**TEXT EXTRACT:**
================

Interview with GetCraft

First off, I wish all of you a very happy new year! Hope you had a refreshing break and are ready to kick off 2019 with a bang!

I start my 2019 with an interview with GetCraft. GetCraft is a leading marketplace for content creator in South East Asia and they asked me for an interview. They wanted to know the story of my photography journey, my recent meet and greet trips with National Geographic and my tips for photography beginners.

You can read the full interview on their site here (in Indonesian).

If you don't speak Indonesian. I've made the English Translation for you below. Hope you find the interview inspiring and useful!

Andrew Suryono: Award Winning National Geographic Photographer

You might often wonder, what creative process does a nature photographer goes through when creating his photograph? Curiously, every time we see good nature photograph, we can feel strong personal element that can be enjoyed without much effort.

================

**SET EXERCISE 1:** Gather every line of the listing below that contains the word "crowd", and copy each one. Case counts.

================

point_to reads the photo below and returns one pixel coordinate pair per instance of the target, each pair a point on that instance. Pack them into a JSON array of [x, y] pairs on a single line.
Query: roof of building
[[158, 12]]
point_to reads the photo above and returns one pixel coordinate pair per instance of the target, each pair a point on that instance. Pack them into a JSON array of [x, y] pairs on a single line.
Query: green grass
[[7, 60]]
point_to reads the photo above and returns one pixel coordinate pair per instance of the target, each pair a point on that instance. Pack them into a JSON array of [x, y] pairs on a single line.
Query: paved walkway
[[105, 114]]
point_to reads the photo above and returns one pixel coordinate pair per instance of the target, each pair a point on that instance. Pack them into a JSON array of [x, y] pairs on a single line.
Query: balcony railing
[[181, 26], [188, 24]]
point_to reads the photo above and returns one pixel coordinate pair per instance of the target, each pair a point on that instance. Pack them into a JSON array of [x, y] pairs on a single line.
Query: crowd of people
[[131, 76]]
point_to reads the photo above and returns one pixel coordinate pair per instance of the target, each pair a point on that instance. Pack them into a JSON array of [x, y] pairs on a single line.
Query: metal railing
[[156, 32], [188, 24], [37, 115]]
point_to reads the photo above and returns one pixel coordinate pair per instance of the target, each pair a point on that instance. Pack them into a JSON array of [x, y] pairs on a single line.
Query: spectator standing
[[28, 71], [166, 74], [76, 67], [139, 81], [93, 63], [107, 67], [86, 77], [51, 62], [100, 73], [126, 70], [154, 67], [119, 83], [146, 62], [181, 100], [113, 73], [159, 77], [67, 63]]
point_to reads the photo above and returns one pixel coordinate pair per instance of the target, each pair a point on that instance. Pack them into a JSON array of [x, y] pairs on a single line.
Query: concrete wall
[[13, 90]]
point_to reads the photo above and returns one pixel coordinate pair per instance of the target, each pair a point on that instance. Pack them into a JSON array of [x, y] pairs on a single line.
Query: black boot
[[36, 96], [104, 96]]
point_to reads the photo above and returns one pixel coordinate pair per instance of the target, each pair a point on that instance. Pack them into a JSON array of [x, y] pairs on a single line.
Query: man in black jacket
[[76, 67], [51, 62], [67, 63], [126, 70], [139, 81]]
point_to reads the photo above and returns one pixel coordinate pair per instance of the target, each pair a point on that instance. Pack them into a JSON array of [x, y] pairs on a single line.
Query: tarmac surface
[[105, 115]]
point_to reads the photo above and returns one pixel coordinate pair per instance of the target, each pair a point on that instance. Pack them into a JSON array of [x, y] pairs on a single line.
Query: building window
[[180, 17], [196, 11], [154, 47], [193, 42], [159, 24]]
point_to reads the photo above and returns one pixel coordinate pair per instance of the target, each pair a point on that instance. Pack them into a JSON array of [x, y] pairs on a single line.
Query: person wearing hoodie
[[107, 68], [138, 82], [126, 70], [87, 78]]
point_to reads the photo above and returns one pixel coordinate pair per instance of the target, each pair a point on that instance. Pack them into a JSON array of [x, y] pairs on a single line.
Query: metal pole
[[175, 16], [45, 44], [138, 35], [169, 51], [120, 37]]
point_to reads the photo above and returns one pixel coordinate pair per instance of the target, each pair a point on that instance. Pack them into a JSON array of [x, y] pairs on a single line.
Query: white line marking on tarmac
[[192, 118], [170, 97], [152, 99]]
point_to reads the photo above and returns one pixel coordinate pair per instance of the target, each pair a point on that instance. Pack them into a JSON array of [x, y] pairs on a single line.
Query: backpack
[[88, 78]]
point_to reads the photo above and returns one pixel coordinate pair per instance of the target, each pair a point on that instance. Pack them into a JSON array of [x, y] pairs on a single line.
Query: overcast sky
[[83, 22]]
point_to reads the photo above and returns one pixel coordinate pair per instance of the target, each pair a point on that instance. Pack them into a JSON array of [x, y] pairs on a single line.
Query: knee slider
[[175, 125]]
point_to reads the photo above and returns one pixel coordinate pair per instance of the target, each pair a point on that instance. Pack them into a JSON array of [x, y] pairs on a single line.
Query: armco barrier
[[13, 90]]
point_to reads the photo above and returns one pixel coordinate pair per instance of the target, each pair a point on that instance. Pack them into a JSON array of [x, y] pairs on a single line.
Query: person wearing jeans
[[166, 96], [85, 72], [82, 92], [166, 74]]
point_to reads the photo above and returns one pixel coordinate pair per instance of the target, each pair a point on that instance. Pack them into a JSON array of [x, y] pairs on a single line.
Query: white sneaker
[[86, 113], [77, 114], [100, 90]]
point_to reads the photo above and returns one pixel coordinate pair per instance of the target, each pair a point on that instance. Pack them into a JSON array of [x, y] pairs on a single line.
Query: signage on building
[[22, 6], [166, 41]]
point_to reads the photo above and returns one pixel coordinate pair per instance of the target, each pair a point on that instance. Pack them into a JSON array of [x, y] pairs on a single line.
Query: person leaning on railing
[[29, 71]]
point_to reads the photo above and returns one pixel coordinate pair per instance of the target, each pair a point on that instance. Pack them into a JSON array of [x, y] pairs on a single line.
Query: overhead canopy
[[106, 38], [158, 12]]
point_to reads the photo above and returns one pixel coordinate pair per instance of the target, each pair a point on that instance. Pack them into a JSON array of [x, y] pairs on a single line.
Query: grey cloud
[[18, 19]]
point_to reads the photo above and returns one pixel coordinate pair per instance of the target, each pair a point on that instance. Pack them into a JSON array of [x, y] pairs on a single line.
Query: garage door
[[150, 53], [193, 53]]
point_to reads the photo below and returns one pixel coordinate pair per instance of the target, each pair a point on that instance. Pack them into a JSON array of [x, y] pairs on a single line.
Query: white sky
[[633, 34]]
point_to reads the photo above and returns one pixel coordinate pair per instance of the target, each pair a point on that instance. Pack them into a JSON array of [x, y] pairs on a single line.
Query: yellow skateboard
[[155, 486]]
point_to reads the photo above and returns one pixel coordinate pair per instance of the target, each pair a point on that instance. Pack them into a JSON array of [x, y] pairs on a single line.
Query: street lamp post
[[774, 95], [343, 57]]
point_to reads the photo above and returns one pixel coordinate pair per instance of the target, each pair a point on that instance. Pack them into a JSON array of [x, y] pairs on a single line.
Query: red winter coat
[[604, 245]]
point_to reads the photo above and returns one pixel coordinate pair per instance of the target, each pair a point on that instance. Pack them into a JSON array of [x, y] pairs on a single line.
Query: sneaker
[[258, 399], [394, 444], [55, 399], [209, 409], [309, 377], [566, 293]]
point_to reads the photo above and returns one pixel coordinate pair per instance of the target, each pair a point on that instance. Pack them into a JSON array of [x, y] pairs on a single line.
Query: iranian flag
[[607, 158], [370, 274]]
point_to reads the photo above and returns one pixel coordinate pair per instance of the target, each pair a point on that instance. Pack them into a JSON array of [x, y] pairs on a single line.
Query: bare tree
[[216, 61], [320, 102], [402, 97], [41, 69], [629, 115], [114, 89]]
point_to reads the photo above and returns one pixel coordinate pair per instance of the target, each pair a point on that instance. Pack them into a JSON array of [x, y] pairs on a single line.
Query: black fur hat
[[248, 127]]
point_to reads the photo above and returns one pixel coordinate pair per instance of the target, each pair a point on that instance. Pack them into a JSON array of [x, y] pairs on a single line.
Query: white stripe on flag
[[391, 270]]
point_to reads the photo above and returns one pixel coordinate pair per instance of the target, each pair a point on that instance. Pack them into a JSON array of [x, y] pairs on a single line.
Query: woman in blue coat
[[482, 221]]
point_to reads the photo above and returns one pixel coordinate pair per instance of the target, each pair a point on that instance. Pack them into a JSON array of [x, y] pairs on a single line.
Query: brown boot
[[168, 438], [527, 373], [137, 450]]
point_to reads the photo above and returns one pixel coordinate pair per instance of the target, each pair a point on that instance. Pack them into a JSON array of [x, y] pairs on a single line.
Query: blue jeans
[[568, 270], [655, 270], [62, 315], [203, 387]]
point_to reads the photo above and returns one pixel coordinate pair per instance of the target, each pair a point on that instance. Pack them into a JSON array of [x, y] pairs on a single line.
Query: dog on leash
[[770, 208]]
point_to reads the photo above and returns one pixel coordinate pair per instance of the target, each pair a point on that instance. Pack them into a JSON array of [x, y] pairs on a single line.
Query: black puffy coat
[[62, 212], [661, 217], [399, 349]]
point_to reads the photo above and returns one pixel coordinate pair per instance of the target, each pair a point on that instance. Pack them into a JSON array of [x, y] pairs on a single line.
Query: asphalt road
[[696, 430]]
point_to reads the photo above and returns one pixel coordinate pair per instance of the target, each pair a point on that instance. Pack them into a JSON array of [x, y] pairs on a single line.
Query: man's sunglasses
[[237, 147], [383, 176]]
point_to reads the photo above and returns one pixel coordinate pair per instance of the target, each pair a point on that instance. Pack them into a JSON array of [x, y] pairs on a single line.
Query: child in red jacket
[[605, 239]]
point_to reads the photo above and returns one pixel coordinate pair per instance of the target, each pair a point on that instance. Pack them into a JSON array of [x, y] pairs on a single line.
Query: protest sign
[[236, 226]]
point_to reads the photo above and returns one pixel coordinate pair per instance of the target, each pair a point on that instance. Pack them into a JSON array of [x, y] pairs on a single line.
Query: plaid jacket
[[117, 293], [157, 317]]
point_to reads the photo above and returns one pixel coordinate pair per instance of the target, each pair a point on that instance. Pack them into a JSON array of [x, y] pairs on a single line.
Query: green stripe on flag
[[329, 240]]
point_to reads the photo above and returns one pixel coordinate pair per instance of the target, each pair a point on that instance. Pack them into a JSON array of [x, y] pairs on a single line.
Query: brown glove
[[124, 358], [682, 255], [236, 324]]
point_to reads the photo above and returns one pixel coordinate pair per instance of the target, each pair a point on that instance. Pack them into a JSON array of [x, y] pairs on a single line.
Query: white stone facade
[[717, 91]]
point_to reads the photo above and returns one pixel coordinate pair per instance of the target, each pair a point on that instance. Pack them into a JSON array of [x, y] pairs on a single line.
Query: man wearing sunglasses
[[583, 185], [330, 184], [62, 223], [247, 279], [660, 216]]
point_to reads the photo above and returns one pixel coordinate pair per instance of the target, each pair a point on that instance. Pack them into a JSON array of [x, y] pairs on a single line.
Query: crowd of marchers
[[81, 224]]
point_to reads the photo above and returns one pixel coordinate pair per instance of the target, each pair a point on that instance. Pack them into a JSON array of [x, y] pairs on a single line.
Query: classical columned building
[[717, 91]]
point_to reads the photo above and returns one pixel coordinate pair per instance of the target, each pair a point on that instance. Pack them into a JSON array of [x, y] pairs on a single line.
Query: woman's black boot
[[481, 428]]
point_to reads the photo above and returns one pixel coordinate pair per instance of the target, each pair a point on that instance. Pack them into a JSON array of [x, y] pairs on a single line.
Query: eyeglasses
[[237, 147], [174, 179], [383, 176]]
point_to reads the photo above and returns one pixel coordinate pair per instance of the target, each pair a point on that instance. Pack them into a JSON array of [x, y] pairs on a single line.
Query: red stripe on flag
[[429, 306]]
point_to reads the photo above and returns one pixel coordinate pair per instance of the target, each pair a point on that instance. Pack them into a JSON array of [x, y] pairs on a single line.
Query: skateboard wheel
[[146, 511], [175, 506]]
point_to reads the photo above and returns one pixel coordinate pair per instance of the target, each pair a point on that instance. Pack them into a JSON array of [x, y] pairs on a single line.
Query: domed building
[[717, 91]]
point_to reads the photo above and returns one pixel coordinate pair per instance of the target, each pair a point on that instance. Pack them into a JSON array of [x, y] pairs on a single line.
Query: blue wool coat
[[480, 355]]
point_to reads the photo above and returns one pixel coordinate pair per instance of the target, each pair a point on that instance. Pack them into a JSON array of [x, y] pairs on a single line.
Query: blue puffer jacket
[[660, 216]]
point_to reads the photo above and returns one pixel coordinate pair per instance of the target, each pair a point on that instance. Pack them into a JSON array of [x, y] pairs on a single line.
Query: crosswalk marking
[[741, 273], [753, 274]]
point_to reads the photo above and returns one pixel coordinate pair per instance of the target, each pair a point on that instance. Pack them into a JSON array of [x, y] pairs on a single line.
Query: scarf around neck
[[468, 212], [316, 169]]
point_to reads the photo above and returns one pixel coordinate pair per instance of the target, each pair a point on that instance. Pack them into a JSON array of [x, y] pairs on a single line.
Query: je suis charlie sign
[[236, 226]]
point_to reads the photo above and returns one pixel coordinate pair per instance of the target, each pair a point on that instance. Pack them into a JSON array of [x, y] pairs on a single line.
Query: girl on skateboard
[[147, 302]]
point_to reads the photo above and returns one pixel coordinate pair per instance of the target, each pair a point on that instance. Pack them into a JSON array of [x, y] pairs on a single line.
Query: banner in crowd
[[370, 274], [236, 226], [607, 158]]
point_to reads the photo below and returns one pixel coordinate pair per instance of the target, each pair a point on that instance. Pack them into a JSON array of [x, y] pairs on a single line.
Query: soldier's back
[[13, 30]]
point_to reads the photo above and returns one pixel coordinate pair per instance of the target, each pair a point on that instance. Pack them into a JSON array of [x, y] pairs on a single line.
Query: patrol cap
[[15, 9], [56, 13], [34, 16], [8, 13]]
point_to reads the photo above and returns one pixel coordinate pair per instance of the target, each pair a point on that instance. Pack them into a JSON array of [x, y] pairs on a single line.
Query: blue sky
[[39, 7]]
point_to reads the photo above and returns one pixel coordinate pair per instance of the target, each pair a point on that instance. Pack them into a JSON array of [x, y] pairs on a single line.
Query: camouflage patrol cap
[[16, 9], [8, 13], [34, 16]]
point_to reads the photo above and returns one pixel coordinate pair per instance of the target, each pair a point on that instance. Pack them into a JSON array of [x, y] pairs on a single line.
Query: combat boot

================

**SET EXERCISE 2:** In the post about the GetCraft interview, what language is the full interview on GetCraft's site written in?

**OUTPUT 1:**
Query: crowd of people
Query: crowd of marchers
Query: banner in crowd

**OUTPUT 2:** Indonesian.